→ Stated exercise: Report every line of the listing below that contains the word "green", copying each one in full. Case counts.

→ Entries supplied:
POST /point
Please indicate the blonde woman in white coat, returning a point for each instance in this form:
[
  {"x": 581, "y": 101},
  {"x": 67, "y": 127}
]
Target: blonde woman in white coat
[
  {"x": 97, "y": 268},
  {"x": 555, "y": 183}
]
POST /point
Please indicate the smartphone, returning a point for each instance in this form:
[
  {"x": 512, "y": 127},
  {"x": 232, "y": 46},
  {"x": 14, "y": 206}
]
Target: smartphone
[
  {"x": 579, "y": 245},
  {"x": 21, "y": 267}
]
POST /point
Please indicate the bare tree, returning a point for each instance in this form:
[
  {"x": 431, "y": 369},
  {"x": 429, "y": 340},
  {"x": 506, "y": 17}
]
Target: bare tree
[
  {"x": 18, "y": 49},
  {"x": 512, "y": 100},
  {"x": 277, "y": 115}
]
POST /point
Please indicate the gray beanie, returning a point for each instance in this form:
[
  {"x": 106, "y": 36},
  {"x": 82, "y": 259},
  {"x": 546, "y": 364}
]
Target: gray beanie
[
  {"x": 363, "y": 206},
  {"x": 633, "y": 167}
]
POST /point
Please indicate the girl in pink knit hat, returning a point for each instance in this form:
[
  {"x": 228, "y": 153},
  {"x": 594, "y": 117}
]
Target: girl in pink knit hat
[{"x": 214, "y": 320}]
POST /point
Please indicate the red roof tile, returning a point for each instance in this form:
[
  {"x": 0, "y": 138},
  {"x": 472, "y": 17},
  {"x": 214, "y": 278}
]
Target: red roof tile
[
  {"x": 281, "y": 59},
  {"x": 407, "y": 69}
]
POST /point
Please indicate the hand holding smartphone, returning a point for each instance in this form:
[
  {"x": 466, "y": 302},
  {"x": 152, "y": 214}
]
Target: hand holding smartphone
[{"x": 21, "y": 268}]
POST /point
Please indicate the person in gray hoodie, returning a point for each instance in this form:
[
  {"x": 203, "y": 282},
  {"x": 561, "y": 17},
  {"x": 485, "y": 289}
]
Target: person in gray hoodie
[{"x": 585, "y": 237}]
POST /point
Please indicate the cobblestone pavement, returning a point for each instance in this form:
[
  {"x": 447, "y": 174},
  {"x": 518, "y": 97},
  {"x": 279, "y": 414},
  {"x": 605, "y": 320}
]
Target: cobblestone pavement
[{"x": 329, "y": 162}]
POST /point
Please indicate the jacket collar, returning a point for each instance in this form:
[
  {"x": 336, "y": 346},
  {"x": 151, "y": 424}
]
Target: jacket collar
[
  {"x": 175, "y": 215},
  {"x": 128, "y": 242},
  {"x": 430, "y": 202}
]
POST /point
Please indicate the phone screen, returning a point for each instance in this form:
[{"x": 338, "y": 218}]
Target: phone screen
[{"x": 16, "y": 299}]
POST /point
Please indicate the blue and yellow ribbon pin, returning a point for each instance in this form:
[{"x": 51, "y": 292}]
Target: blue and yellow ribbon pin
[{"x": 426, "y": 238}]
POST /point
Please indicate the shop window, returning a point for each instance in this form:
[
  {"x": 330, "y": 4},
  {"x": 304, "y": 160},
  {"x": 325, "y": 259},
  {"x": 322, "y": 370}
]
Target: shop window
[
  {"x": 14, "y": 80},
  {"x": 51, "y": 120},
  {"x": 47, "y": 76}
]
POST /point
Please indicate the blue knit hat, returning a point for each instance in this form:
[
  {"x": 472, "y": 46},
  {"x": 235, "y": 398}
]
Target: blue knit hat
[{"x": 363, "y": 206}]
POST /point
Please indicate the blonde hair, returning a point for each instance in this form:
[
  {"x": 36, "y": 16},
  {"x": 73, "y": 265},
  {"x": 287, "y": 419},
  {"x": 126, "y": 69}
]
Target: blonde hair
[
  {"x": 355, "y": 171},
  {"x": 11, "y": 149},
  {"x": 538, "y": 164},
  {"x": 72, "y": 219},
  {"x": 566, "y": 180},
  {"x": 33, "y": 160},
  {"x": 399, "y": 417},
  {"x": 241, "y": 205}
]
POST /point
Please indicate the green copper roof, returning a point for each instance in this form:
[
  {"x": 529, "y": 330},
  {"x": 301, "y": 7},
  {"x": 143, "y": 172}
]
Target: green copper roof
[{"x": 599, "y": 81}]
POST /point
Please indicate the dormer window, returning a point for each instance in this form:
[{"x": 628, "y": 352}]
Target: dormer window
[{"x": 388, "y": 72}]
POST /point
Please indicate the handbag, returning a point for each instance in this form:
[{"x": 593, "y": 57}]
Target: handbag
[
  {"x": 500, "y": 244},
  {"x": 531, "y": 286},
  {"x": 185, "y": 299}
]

→ Solution for this problem:
Please indicate the green copper roof, returning a point for each instance in this form:
Target: green copper roof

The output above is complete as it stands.